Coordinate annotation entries
**********

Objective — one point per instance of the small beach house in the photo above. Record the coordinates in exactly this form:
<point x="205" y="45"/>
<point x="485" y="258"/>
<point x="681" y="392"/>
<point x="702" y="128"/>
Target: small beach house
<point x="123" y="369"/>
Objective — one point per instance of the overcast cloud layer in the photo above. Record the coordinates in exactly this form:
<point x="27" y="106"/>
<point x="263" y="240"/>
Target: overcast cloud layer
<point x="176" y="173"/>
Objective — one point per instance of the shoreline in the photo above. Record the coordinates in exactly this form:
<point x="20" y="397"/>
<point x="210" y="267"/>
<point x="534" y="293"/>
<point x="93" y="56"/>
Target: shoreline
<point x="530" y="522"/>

**********

Change every "Objective" in the data above to "Goal", keeping everything else the same.

Goal — one point per instance of the small beach house in the photo above. Record the coordinates in exactly this form:
<point x="205" y="45"/>
<point x="485" y="258"/>
<point x="681" y="392"/>
<point x="702" y="128"/>
Target: small beach house
<point x="123" y="369"/>
Goal — one point per instance of the overcast cloud layer in the photo above. Record the coordinates in exactly this form:
<point x="27" y="106"/>
<point x="263" y="240"/>
Target: overcast cloud layer
<point x="176" y="173"/>
Goal — one point per instance of the shoreline in the photo above. Record the coordinates in exactly this form:
<point x="20" y="397"/>
<point x="210" y="267"/>
<point x="534" y="293"/>
<point x="93" y="56"/>
Target: shoreline
<point x="530" y="522"/>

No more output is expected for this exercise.